TEXT TO READ:
###
Chapter Two
How We Talk to the Inner Critic

Another thing that we discovered in talking to the selves in each other was the sense of their absolute reality. The Inner Child, the Inner Critic, the Responsible Parent—each of these was no longer just a part or subpersonality in our minds. They gradually emerged on the canvas of our psyches as real, live people, and the more that we explored, the more amazed we became. What started out as a coexploration between us became, ultimately, the method that we have called Voice Dialogue.

You have learned about the fact that we are made up of different selves. You are beginning to get some feel for how these selves develop and how important it is to learn about their ways of operating in your life. Early in our own relationship with each other we needed to find a way to explore ourselves and to help each other in this exploration. It was out of this need to more deeply understand ourselves and to deepen our own relationship that we began to talk to the different selves in each other. We took turns “facilitating” each other. (Facilitating means talking to the other person’s selves.) In those early days, we spent hundreds of hours discovering the amazingly widespread and rich family of selves that lived inside of each of us.

When it was Sidra’s turn to be subject, Hal would first spend some time talking with her to see what kinds of issues she wanted to deal with. Once there was a sense of what self or selves needed to be dealt with, he would ask her to change her physical position, to actually move to the place where that self or voice was sitting. Hal then would begin a dialogue with this particular voice. Having a dialogue with a voice means that Hal would begin to talk to a particular voice in Sidra and that voice would talk back to Hal. From this in-depth conversation the voice received the opportunity to express its feelings and ideas in great detail. These dialogues might last only five or ten minutes, or they might go on for one or two hours.
###
(Recorded data)
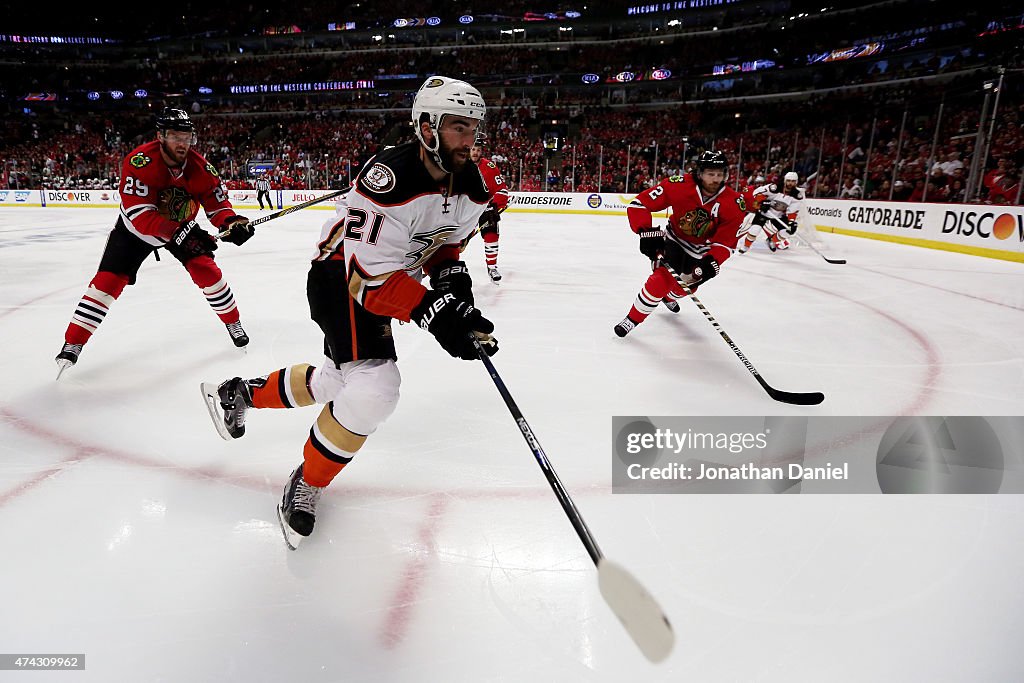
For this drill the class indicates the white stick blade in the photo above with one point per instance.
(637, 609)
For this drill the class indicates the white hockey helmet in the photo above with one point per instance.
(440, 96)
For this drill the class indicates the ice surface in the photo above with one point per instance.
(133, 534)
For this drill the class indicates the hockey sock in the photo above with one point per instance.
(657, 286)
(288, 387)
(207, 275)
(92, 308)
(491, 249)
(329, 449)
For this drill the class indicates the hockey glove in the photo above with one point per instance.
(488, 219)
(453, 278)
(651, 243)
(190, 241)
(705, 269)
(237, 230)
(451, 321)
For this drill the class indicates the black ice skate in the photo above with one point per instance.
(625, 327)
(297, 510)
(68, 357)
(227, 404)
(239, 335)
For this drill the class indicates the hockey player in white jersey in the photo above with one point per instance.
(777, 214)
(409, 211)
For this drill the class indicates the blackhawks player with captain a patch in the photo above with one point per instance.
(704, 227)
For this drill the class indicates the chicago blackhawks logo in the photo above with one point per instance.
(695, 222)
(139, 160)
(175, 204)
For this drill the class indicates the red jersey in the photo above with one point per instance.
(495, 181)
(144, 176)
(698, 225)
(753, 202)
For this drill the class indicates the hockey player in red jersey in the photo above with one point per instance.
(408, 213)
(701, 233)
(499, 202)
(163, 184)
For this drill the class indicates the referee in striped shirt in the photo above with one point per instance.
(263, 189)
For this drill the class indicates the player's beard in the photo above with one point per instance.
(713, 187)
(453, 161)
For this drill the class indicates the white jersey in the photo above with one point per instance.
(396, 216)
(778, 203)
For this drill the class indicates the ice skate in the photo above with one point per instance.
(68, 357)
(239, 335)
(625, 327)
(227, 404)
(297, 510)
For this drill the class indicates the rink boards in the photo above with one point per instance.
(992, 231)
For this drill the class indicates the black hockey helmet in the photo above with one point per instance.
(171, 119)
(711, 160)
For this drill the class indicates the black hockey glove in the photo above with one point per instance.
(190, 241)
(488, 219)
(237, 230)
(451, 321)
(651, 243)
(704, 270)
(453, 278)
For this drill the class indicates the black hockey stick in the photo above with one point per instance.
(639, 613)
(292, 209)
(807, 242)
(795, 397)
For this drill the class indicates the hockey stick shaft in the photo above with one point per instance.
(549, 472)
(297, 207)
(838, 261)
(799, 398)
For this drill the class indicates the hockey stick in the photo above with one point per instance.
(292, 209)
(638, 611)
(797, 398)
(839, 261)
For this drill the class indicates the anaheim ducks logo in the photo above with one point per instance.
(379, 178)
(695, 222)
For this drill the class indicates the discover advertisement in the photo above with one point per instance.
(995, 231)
###
WHAT IS ASKED:
From the Voice Dialogue passage above, print the text between "You have learned" and "each of us.", inclusive.

TASK OUTPUT:
You have learned about the fact that we are made up of different selves. You are beginning to get some feel for how these selves develop and how important it is to learn about their ways of operating in your life. Early in our own relationship with each other we needed to find a way to explore ourselves and to help each other in this exploration. It was out of this need to more deeply understand ourselves and to deepen our own relationship that we began to talk to the different selves in each other. We took turns “facilitating” each other. (Facilitating means talking to the other person’s selves.) In those early days, we spent hundreds of hours discovering the amazingly widespread and rich family of selves that lived inside of each of us.